--- start TEXT TO READ ---
Dundas & Wilson LLP was a commercial UK law firm with offices in Edinburgh, Glasgow, London and Aberdeen.

In May 2014 Dundas and Wilson merged with CMS Cameron McKenna.

In 2012 the firm was ranked in the Top 30 Firms in Europe for Innovation by the Financial Times.

Expertise

The independent legal directory Legal 500 ranked Dundas & Wilson as a Tier 1 firm in 2012 in the following areas:

Banking & Finance
Construction
Corporate & Commercial
Commercial Litigation
Commercial Property (Scotland)
Education
Employment
Energy (Excluding Oil & Gas)
--- end TEXT TO READ ---
--- start GIVEN ENTRIES ---
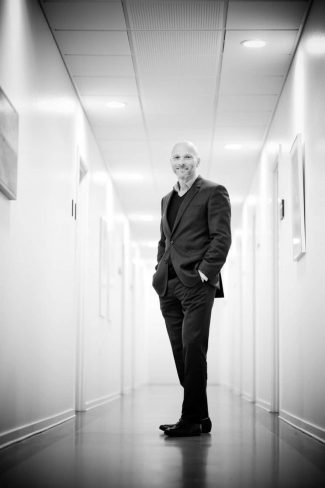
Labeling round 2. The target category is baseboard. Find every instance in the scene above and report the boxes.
[85,392,121,410]
[279,409,325,443]
[0,409,75,449]
[256,398,272,412]
[242,392,254,403]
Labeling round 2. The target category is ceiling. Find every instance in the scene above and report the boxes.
[40,0,310,259]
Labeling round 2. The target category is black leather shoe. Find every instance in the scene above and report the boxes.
[165,420,202,437]
[159,417,212,434]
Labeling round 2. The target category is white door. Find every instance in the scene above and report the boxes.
[271,156,284,412]
[74,156,88,412]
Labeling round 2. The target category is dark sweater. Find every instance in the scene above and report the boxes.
[167,190,186,279]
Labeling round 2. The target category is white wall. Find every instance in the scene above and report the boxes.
[0,0,146,450]
[215,1,325,440]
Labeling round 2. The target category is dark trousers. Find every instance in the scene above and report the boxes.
[160,277,215,422]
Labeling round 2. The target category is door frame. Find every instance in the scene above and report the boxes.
[271,149,281,412]
[75,150,89,412]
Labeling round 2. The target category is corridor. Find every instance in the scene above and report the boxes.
[0,0,325,488]
[0,386,325,488]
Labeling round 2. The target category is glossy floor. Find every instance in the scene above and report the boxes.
[0,386,325,488]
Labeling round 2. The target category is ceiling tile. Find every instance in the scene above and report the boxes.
[227,0,308,30]
[215,125,265,142]
[64,54,134,76]
[220,72,285,95]
[140,76,216,98]
[81,95,141,115]
[99,140,149,155]
[74,76,138,96]
[217,110,273,127]
[54,31,131,56]
[126,0,225,30]
[132,31,222,77]
[218,94,278,112]
[143,96,213,117]
[224,30,298,56]
[44,1,126,30]
[222,53,292,76]
[93,123,146,144]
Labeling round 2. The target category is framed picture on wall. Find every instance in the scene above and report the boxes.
[290,134,306,261]
[0,87,18,200]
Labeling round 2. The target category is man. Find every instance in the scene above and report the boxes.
[152,141,231,437]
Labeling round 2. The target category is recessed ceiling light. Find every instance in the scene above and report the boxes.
[112,172,144,183]
[128,213,159,222]
[106,100,126,108]
[240,39,266,48]
[306,35,325,55]
[223,143,243,151]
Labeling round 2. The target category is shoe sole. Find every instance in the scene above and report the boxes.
[159,424,212,434]
[165,432,201,437]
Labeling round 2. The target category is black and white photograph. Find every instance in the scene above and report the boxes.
[0,0,325,488]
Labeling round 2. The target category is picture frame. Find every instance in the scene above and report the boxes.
[0,87,19,200]
[290,134,306,261]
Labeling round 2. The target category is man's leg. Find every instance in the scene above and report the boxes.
[182,283,215,423]
[160,278,184,386]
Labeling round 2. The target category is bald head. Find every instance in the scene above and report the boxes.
[172,141,200,159]
[170,141,200,184]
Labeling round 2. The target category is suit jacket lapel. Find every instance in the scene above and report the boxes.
[172,176,201,234]
[162,190,173,237]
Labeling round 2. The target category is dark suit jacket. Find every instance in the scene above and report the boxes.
[152,176,231,297]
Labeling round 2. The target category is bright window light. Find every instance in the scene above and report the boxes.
[240,39,266,49]
[106,100,126,108]
[224,143,243,151]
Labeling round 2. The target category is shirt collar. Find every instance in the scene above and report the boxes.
[173,175,198,193]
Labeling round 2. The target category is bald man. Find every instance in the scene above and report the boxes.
[152,141,231,437]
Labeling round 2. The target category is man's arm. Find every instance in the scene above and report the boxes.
[199,185,231,279]
[156,200,166,269]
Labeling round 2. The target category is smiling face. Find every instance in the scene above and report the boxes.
[170,141,200,183]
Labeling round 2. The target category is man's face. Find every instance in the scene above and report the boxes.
[170,143,200,182]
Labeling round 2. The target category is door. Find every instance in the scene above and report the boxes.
[74,155,88,412]
[271,153,284,412]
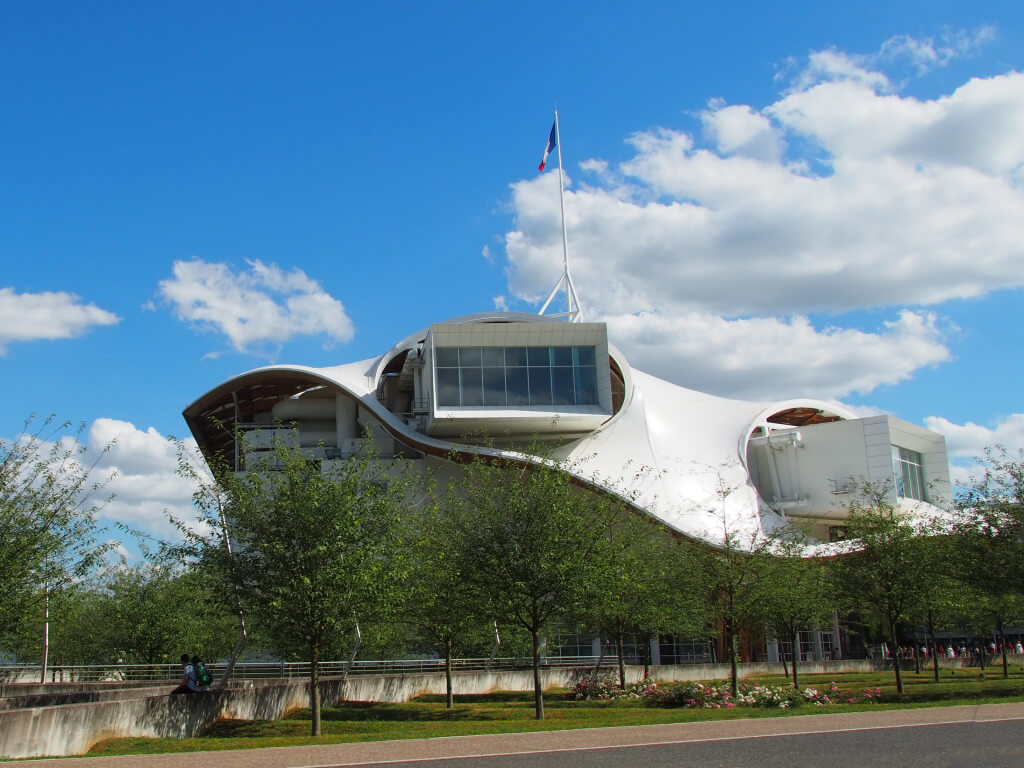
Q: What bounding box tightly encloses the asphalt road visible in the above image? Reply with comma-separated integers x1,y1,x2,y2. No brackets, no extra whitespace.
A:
8,702,1024,768
335,720,1024,768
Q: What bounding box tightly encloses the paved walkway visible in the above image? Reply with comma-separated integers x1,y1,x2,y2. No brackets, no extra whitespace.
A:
8,702,1024,768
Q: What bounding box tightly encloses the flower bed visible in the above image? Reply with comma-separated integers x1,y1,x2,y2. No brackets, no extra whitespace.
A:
573,675,882,710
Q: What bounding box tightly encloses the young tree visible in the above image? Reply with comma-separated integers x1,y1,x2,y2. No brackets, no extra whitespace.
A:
0,417,111,663
678,467,769,696
834,483,931,693
580,516,707,688
401,505,489,709
184,434,408,736
956,446,1024,677
442,447,625,720
755,531,836,688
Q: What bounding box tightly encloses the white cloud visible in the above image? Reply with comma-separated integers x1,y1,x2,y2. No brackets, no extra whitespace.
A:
606,311,949,399
88,418,198,538
700,101,784,161
2,418,199,539
0,288,121,355
506,35,1024,396
876,26,995,75
160,259,354,352
925,414,1024,461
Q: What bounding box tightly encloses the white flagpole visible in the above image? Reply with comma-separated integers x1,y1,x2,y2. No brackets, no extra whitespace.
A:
540,109,583,323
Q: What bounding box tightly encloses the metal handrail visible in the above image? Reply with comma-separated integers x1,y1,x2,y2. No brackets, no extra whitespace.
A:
0,654,647,684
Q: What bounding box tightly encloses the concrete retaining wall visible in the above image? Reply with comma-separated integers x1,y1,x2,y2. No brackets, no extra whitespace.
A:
8,657,1021,758
0,669,593,758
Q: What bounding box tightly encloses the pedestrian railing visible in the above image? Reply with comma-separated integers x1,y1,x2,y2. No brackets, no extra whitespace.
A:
0,654,632,685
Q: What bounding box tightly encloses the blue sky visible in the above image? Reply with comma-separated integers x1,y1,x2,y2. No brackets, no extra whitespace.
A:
0,2,1024,530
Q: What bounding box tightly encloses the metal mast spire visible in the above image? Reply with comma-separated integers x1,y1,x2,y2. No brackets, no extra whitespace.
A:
538,110,583,323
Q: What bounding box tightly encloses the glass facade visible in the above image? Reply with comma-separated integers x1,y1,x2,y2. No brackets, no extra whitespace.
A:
434,346,598,408
893,445,925,502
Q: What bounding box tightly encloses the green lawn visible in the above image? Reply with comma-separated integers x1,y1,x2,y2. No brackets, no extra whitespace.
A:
81,668,1024,755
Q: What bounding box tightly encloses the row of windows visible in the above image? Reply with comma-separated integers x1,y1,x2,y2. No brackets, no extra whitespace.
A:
434,347,598,408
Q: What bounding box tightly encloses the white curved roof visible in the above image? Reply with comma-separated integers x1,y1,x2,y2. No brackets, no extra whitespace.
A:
184,312,855,547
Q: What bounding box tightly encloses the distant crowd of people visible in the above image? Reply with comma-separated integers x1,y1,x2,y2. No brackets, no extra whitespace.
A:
882,639,1024,659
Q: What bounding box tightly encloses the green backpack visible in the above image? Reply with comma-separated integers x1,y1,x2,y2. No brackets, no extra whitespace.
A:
193,662,213,688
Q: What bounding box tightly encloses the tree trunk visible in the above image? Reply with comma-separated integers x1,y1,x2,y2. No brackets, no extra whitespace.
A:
928,611,939,682
995,616,1010,680
643,635,656,681
531,629,544,720
727,627,739,700
889,620,905,695
309,645,321,736
444,637,455,710
615,630,626,690
793,630,800,690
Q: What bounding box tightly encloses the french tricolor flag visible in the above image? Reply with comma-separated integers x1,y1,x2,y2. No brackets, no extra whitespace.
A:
537,123,555,171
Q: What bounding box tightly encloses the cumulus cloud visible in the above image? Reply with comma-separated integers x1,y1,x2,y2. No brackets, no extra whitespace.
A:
505,30,1024,396
925,414,1024,461
88,418,198,538
2,418,200,539
160,259,354,352
874,26,995,75
0,288,121,355
606,311,949,400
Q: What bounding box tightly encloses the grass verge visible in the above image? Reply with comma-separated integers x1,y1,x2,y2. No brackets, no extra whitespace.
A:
81,670,1024,756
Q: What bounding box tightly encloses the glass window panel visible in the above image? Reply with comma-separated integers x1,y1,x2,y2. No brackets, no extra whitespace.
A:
526,347,551,366
483,368,506,406
482,347,505,368
434,347,459,368
893,445,925,501
528,367,551,406
437,368,461,408
505,368,529,406
551,368,575,406
572,347,596,366
459,368,483,406
551,347,572,366
505,347,526,368
575,366,597,406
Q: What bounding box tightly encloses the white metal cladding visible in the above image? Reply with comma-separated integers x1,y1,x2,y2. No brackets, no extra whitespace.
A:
184,313,948,546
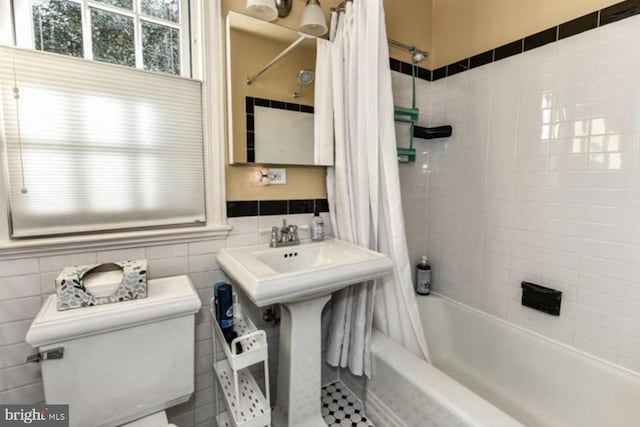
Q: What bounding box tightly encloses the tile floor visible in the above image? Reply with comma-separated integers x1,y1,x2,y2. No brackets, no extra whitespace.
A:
322,381,373,427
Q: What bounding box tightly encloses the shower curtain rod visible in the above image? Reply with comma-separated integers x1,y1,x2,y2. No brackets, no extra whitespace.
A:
246,36,308,85
246,0,429,85
331,0,429,62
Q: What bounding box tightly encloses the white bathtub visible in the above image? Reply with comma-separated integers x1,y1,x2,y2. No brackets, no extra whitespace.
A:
366,295,640,427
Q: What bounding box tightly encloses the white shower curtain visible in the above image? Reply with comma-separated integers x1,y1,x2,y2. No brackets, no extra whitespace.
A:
322,0,429,376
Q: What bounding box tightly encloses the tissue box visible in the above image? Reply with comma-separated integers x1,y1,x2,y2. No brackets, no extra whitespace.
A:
56,260,147,311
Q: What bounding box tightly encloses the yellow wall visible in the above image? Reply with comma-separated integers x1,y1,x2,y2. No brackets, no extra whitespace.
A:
431,0,620,68
223,0,619,200
227,29,316,163
223,0,432,201
227,30,327,200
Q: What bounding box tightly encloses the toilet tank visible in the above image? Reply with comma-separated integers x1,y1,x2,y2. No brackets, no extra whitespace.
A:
26,276,201,427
--- end GIVEN ENTRIES ---
YOUR TASK>
Decide whether each statement below agrees with the text about Dundas & Wilson. For each, answer yes or no and quote the deciding words of the text.
1. The firm had an office in Manchester.
2. The firm merged with CMS Cameron McKenna in 2014.
3. In 2012 the Financial Times placed the firm among the Top 10 firms in Europe for innovation.
Rely only on the text about Dundas & Wilson.

TASK OUTPUT>
1. No: "offices in Edinburgh, Glasgow, London and Aberdeen"
2. Yes: "In May 2014 Dundas and Wilson merged with CMS Cameron McKenna."
3. No: "ranked in the Top 30 Firms in Europe for Innovation by the Financial Times"